[STATED PROBLEM 1]: From the baking blog post below, print the passage that begins at the words "Anyway I've made" and stops after "turned out :)", copying it exactly.
[STATED PROBLEM 2]: Report every line of the records below that contains the word "green", copying each line in full. Match case exactly.

[SELECTION]:
-*-
For this month's We Should Cocoa, hosted by Chele at the Chocolate Teapot, the theme was a chocolate roulade/swiss roll. I knew immediately what I wanted to do, and headed straight for Peyton & Byrne British Baking. I adore this book, I know I've said it before, but it's just so pretty and pastel and... well, English, and the photography is lovely and the recipes are lovely and it's all just lovely. Go and buy it, I'm not giving you the recipe for this chocolate swiss roll, you'll just have to buy the book if you want it.

Anyway I've made a chocolate swiss roll and filled it with vanilla buttercream and raspberry jam (seedless/bitless so my husband, who is afraid of fruit, will actually eat it).



It cracked a bit on rolling but that was my own fault for letting it cool a bit too much before rolling it. It's a really nice, very simple recipe though, and very quick to make.



I've already seen a few other entries for this month's We Should Cocoa and most of them are a lot more elaborate and impressive than mine, but I do love an old fashioned swiss roll so I'm really quite happy with how this one turned out :)

Good news! My poor dead Macbook (RIP) has been replaced by the insurance company. I now have a shiny new one that's absolutely lovely and I've managed to install Photoshop after much faffing about, so hopefully my posts will be a bit more prolific from now on.

Sunday, 22 May 2011

Millionaire's shortbread. Better than birthday cake.


Yesterday was our friend Mike's 40th birthday, and his missus organised a surprise party for him at our local pub, complete with live band, helium balloons and a barbecue with the best fried onions EVER. I knew she'd ordered him a birthday cake, but I couldn't let a 40th birthday go by without offering the birthday boy some sort of baked product. Obviously. So knowing that Mike is a fan of millionaire's shortbread, I brought home a huge baking tin from work and made him a massive batch of it, all for himself :)
-*-
[SOURCE DATA]:

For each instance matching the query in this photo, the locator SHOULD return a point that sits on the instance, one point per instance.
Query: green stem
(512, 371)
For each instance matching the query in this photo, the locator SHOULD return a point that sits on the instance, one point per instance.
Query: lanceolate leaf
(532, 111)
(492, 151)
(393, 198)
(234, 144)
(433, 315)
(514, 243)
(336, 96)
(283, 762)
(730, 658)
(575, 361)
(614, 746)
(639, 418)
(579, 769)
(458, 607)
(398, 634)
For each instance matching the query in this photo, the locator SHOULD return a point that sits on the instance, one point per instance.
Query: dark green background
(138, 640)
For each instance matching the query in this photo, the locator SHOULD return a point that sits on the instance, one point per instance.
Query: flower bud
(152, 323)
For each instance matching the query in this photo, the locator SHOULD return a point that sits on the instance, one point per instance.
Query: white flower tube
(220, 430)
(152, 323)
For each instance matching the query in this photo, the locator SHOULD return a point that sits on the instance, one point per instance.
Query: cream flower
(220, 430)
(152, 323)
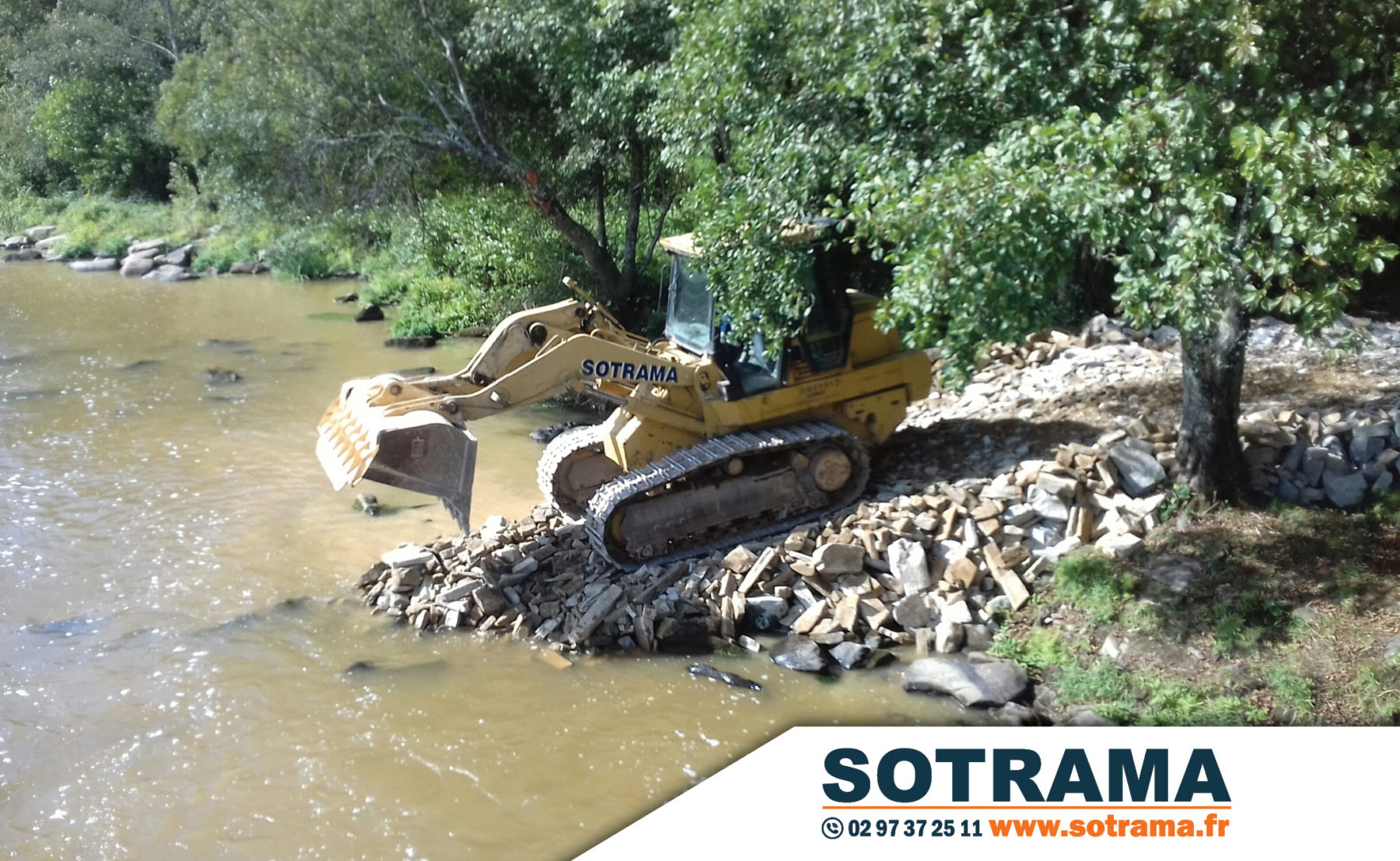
-*-
[EXERCISE OUTPUT 1]:
Anyway I've made a chocolate swiss roll and filled it with vanilla buttercream and raspberry jam (seedless/bitless so my husband, who is afraid of fruit, will actually eat it).



It cracked a bit on rolling but that was my own fault for letting it cool a bit too much before rolling it. It's a really nice, very simple recipe though, and very quick to make.



I've already seen a few other entries for this month's We Should Cocoa and most of them are a lot more elaborate and impressive than mine, but I do love an old fashioned swiss roll so I'm really quite happy with how this one turned out :)

[EXERCISE OUTPUT 2]:
Query: green stem
Query: dark green background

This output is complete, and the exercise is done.